-- Given request --
Copy out the data below, swapping each "wildlife census station" for "field survey station" and keeping everything else the same.
|---|
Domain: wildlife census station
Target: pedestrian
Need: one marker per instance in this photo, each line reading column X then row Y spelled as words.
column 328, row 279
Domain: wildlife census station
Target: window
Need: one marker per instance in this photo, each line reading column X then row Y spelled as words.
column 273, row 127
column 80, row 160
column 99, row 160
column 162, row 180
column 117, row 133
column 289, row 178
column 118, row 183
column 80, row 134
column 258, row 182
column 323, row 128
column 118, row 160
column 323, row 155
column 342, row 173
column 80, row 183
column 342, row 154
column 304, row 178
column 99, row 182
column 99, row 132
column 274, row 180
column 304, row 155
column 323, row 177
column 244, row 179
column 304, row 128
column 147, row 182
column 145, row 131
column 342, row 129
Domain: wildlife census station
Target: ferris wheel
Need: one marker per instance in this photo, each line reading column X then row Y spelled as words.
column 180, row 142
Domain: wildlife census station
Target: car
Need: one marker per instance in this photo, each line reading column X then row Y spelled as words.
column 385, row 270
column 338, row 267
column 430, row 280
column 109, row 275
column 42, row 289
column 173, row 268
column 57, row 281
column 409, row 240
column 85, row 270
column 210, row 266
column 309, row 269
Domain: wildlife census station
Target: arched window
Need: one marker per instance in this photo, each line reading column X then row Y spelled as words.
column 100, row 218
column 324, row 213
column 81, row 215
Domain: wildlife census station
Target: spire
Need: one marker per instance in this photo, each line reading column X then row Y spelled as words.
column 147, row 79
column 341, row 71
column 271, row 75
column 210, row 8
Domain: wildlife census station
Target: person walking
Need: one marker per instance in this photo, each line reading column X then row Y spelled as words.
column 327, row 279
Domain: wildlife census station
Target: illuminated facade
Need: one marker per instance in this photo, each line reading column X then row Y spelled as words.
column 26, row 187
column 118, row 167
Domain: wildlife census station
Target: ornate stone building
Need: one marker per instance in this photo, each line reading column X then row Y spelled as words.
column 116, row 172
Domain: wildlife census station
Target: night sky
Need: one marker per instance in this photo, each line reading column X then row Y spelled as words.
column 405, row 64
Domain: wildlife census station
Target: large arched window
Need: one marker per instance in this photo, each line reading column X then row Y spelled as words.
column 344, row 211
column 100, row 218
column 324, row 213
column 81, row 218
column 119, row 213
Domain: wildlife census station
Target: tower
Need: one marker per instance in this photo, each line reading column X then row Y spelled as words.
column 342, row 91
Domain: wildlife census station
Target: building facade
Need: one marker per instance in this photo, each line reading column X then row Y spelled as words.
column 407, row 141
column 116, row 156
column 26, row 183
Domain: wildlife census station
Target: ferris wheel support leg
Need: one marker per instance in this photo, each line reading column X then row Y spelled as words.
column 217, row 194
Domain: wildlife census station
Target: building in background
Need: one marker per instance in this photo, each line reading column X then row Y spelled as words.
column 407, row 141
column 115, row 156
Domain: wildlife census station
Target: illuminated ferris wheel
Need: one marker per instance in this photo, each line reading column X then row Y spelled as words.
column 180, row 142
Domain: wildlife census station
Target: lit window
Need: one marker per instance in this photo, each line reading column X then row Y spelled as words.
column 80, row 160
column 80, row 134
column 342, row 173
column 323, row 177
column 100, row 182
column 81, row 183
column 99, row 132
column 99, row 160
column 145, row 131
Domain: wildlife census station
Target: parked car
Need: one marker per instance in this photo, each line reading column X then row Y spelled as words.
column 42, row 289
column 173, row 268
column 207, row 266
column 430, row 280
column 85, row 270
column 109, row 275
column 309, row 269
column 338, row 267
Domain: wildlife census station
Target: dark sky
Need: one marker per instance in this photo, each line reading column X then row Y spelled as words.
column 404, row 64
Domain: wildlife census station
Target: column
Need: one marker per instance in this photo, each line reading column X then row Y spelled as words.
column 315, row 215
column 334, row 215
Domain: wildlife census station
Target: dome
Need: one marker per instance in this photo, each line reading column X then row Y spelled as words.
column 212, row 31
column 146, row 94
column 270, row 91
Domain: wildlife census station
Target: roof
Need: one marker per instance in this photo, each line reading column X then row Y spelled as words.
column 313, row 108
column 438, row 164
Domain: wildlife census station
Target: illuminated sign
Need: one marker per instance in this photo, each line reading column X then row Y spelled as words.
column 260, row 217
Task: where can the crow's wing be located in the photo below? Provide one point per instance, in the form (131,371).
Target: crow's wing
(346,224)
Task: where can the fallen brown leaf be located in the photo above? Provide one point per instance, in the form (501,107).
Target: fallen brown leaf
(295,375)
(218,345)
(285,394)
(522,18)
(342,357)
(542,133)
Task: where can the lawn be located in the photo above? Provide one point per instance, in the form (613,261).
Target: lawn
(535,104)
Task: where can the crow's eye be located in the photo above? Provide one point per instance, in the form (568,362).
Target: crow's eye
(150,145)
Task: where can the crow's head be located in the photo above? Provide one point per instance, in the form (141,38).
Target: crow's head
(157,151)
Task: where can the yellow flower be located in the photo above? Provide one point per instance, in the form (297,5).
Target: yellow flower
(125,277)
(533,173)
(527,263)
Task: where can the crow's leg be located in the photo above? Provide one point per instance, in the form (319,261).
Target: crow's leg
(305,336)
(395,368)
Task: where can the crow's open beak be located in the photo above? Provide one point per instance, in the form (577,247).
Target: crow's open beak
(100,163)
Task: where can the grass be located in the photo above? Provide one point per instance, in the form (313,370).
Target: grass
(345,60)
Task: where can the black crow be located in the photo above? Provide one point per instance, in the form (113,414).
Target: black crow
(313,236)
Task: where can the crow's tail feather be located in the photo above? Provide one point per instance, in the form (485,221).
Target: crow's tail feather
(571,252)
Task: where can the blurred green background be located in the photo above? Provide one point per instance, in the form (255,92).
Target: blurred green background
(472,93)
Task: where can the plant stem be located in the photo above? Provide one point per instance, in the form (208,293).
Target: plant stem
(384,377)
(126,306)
|---|
-- Output for this task --
Domain: field survey station
Target: pedestrian
Need: one marker per instance in this photo, each line reading column X then row Y spelled as words.
column 328, row 279
Domain: field survey station
Target: window
Need: one marker per instance in this photo, each line reading column X then row Y spelled as words.
column 273, row 127
column 80, row 160
column 99, row 160
column 162, row 180
column 117, row 133
column 289, row 178
column 118, row 183
column 80, row 134
column 258, row 182
column 323, row 128
column 118, row 160
column 323, row 155
column 342, row 173
column 80, row 183
column 342, row 154
column 304, row 178
column 99, row 182
column 99, row 132
column 274, row 180
column 304, row 155
column 323, row 177
column 244, row 179
column 304, row 128
column 147, row 182
column 145, row 131
column 342, row 129
Domain: field survey station
Target: ferris wheel
Need: one marker per instance in this photo, each line reading column X then row Y spelled as words.
column 180, row 142
Domain: field survey station
Target: car
Need: one marker per instance in this photo, each line reading column X then row Y spelled as words.
column 385, row 270
column 338, row 267
column 430, row 280
column 109, row 275
column 42, row 289
column 173, row 268
column 57, row 281
column 409, row 240
column 85, row 270
column 210, row 266
column 309, row 269
Domain: field survey station
Target: arched window
Need: one marker per instance in this photo, each line reading column X then row Y spelled as words.
column 100, row 218
column 324, row 213
column 81, row 215
Domain: field survey station
Target: spire
Need: one marker per instance in this photo, each line reading column X then row Y spelled as words.
column 147, row 79
column 341, row 71
column 271, row 75
column 210, row 8
Domain: field survey station
Target: person walking
Need: one marker per instance in this photo, each line reading column X then row Y spelled as words.
column 327, row 279
Domain: field survey station
Target: illuminated facade
Need: one marker per instance in this photo, each line reading column X then row Y spelled as words.
column 26, row 187
column 118, row 167
Domain: field survey station
Target: ornate stone building
Need: one marker per instance in this photo, each line reading column X then row Y spelled as words.
column 116, row 172
Domain: field survey station
Target: night sky
Need: one marker per instance in this photo, each line reading column X then row Y spelled as words.
column 405, row 64
Domain: field survey station
Target: large arched window
Need: one marker per instance in this photo, each line reading column X then row Y spelled as words.
column 344, row 211
column 100, row 218
column 324, row 213
column 81, row 218
column 119, row 213
Domain: field survey station
Target: tower
Need: one marker per instance in this photo, each line reading column X then row Y spelled as words.
column 342, row 91
Domain: field survey station
Target: building facade
Need: one marker per instance in this photo, each line reading column X then row Y spelled as words.
column 407, row 141
column 116, row 156
column 26, row 183
Domain: field survey station
Target: ferris wheel support leg
Need: one marker per instance in this photo, each line reading column X then row Y spelled as words.
column 217, row 194
Domain: field survey station
Target: building in background
Need: one marker per instance in this photo, each line reading column X then row Y spelled as words.
column 407, row 141
column 115, row 156
Domain: field survey station
Target: illuminated ferris wheel
Need: one marker per instance in this photo, each line reading column X then row Y spelled as words.
column 180, row 142
Domain: field survey station
Target: lit window
Need: one marker per instance in this photo, each line reading column X then row Y spelled as words.
column 80, row 160
column 80, row 134
column 342, row 173
column 323, row 177
column 100, row 182
column 81, row 183
column 99, row 132
column 99, row 160
column 145, row 131
Domain: field survey station
Target: parked car
Need: one marker per instance in this photo, each line reading column X then row Y spelled as words.
column 42, row 289
column 173, row 268
column 207, row 266
column 430, row 280
column 85, row 270
column 109, row 275
column 309, row 269
column 338, row 267
Domain: field survey station
Target: dark sky
Need: one marker per instance in this photo, each line reading column X then row Y spelled as words.
column 404, row 64
Domain: field survey station
Target: column
Need: one marker per instance in this photo, each line reading column X then row Y spelled as words.
column 315, row 215
column 334, row 215
Domain: field survey station
Target: dome
Need: one marker per instance in this photo, each line reading column X then row Y spelled as words.
column 212, row 31
column 146, row 94
column 270, row 91
Domain: field survey station
Target: roof
Need: one marker per instance in this photo, each line reading column X then row Y spelled as words.
column 313, row 108
column 438, row 164
Domain: field survey station
Target: illuminated sign
Need: one marker per instance in this photo, each line reading column X then row Y spelled as words.
column 260, row 217
Task: where can the crow's wing be located in the photo below? Provide one point per instance, in the form (131,371).
Target: crow's wing
(346,224)
Task: where can the fallen brown leaf be located in the photo above? Provide one point per instance, in the form (501,107).
Target: fallen brown leaf
(295,375)
(218,345)
(285,394)
(522,18)
(342,357)
(542,133)
Task: where can the lawn be located in the photo above? Provide one point per instance, in the form (613,261).
Target: lawn
(535,104)
Task: where can the crow's eye be located in the photo above? Provide one point per instance, in the form (568,362).
Target: crow's eye
(150,145)
Task: where can the crow's head be located in the photo above? Provide one point per instance, in the form (141,38).
Target: crow's head
(157,151)
Task: where can the yellow flower be located in the photo above? Provide one point per instance, in the form (297,5).
Target: yellow flower
(125,277)
(533,173)
(527,263)
Task: where can the crow's leg be located in the photo above? Provide one point per instance, in the form (319,261).
Target: crow's leg
(305,336)
(395,368)
Task: where can the crow's open beak be located in the photo above? Provide one point per instance, in the form (577,247).
Target: crow's open beak
(100,163)
Task: where can the grass be located in the photo above? Provide one point per instance, in the form (313,370).
Target: grass
(345,60)
Task: where can the black crow be located in the photo above? Provide one point per instance, in the form (113,414).
Target: black crow
(313,236)
Task: where can the crow's tail feather be located in the photo above? Provide one point per instance, in the form (485,221).
Target: crow's tail feather
(571,252)
Task: where can the blurred green background be located in the photo above? Provide one point per instance, in the form (255,92).
Target: blurred green background
(472,93)
Task: where can the plant stem be located in the photo above? Provide one point per instance, in the form (208,293).
Target: plant stem
(384,377)
(126,306)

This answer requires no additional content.